## PROBLEM
Reproduce exactly the final portion of the data: every line from the one containing "the pen tip" through the last line, inclusive.

※ ※ ※

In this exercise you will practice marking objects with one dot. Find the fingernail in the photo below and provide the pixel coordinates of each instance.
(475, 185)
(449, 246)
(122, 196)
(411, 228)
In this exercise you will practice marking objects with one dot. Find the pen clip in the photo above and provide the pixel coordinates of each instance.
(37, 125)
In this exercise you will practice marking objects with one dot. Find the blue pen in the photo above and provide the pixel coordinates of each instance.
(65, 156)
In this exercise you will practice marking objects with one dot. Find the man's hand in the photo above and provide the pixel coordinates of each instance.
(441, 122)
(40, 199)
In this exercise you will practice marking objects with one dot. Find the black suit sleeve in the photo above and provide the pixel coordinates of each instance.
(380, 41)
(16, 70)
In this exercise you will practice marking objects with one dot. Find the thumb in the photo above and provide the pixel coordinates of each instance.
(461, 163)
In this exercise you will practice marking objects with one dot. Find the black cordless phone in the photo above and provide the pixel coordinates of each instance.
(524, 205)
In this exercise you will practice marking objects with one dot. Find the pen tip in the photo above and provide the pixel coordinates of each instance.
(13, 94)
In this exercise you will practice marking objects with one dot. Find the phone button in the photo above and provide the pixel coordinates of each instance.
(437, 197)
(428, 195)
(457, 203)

※ ※ ※

## RESULT FOR THIS TASK
In this exercise you will practice marking objects with one dot. Find the pen tip in the photo above and provide the pixel coordinates of each instance.
(13, 94)
In this exercise you will practice marking objects with one dot. Find the phone button in the photo above and provide the pixel coordinates of each instance.
(437, 197)
(428, 195)
(457, 203)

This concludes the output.